== Records for processing

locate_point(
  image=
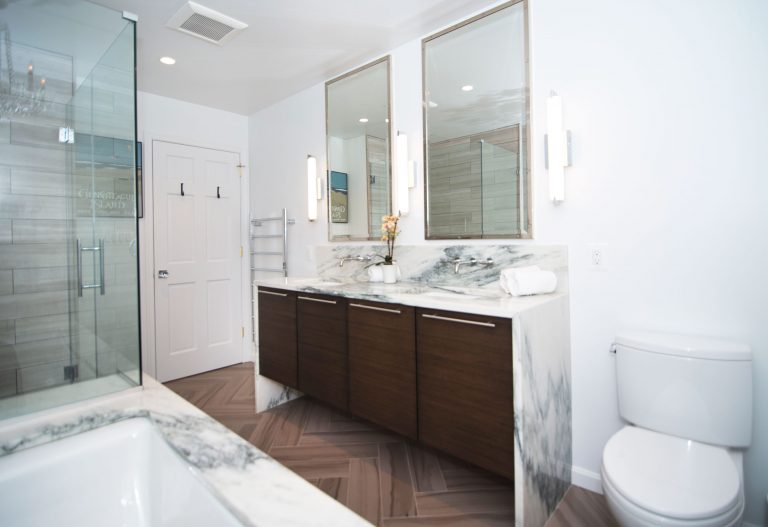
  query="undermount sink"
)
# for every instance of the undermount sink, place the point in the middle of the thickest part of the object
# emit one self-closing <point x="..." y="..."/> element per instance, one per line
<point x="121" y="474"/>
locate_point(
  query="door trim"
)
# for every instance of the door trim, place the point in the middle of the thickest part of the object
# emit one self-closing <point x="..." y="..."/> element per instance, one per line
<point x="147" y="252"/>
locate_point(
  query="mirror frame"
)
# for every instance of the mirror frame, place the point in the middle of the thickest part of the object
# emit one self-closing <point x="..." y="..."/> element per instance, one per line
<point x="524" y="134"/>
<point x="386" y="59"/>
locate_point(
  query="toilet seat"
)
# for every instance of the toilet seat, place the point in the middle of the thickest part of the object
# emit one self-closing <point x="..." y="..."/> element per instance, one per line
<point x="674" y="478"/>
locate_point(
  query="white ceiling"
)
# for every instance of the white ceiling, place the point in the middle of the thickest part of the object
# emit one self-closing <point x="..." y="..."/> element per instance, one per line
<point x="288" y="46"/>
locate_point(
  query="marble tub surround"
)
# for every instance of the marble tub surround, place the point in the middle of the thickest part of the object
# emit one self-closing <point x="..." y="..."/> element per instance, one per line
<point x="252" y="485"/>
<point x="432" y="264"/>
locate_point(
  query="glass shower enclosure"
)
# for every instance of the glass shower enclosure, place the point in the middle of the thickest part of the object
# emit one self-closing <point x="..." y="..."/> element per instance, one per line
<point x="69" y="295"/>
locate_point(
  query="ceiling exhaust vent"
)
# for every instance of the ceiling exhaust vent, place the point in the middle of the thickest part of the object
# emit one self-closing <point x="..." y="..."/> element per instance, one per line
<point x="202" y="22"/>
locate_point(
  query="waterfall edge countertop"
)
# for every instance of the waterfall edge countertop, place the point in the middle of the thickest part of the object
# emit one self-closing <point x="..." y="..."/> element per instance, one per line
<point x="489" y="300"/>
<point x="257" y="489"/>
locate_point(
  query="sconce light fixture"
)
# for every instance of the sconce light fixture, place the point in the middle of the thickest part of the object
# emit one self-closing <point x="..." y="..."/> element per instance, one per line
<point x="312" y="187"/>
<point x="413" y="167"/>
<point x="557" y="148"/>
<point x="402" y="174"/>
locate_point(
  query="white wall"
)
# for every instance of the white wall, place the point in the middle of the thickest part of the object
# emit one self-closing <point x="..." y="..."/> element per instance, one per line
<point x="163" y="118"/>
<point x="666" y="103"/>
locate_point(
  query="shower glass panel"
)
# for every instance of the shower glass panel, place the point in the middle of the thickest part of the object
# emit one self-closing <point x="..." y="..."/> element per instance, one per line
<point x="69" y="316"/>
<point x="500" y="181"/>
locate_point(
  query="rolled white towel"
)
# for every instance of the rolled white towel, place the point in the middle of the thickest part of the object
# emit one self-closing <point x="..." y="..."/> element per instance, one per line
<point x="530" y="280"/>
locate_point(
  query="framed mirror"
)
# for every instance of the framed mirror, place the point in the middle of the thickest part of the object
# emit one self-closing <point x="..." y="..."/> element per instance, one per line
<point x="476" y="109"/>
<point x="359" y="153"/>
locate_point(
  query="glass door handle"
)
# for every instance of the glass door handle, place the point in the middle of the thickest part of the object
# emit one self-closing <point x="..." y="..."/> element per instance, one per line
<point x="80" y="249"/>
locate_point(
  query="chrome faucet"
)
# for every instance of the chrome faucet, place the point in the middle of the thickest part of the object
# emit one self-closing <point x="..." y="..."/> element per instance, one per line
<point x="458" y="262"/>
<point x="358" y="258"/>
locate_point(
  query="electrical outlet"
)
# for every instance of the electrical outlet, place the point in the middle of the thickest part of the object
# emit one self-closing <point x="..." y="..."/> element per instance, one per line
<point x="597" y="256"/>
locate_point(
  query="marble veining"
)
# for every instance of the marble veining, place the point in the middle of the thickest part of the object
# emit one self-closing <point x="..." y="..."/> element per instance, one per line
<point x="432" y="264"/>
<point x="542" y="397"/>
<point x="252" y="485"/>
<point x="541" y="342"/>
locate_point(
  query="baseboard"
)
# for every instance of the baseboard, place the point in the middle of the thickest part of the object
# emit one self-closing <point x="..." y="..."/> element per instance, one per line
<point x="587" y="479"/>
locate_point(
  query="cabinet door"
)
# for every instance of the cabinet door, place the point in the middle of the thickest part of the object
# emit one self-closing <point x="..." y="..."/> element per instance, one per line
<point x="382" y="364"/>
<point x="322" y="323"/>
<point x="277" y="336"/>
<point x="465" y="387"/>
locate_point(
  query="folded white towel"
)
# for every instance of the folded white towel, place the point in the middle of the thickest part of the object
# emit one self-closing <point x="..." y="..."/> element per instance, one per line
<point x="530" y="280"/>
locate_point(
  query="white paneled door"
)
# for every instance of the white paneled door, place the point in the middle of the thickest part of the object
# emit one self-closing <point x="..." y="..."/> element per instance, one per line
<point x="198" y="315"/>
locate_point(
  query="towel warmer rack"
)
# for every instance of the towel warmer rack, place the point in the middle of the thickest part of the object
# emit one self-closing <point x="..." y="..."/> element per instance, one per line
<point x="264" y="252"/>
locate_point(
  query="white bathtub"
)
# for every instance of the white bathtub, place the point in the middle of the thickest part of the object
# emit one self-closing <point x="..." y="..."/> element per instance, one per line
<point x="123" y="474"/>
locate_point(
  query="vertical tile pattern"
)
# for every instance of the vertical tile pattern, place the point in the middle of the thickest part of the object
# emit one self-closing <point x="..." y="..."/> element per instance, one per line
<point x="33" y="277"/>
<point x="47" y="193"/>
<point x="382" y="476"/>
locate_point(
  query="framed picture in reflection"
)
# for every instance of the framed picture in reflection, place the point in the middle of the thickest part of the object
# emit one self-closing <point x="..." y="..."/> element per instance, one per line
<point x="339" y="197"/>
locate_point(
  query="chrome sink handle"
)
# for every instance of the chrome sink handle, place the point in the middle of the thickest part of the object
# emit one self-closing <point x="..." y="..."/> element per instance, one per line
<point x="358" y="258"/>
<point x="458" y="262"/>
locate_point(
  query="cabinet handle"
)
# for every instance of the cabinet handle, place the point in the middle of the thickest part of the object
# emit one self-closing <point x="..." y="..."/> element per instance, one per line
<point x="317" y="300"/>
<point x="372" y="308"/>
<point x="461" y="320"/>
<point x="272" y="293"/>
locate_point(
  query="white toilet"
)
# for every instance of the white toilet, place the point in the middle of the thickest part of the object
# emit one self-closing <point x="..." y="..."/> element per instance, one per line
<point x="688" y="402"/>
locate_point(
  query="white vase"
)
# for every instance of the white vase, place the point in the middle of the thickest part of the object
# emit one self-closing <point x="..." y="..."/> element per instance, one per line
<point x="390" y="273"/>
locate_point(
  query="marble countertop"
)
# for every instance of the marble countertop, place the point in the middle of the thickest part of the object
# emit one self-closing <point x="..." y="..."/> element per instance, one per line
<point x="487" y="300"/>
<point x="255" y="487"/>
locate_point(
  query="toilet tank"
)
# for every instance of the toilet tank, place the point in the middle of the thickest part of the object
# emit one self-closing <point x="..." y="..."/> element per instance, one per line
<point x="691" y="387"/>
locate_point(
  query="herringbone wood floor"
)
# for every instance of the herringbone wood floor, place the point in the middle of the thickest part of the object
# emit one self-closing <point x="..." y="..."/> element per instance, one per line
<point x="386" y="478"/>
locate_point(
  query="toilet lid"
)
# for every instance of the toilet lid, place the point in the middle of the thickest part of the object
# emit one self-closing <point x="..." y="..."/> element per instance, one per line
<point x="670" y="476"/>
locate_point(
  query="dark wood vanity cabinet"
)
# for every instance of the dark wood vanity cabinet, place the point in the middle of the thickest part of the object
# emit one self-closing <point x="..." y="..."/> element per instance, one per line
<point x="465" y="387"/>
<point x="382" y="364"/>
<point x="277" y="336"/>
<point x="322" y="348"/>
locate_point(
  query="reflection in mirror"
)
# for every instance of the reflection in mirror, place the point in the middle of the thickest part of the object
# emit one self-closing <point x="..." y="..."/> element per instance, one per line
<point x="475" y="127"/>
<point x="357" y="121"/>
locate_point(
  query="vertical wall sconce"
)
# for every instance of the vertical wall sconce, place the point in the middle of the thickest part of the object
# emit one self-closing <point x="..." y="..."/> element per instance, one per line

====

= Work to complete =
Your task is to restate, word for word, only those lines above that fall between the line holding "# for every instance of the marble countertop, place" and the line holding "# for every instance of the herringbone", inclusive.

= Response to the exercise =
# for every instance of the marble countertop, place the point in the middle of the thickest part of the object
# emit one self-closing <point x="..." y="..."/> element per instance, one per line
<point x="487" y="300"/>
<point x="255" y="487"/>
locate_point(
  query="toilet tank"
)
# for every instance of the toilet tank, place the point in the middle of the thickest part of the object
# emit one self-closing <point x="..." y="..."/> element per instance, one per line
<point x="691" y="387"/>
locate_point(
  query="herringbone wood floor"
)
# for every instance of the herringbone wood floor, place the point in the middle of the thickest part of the object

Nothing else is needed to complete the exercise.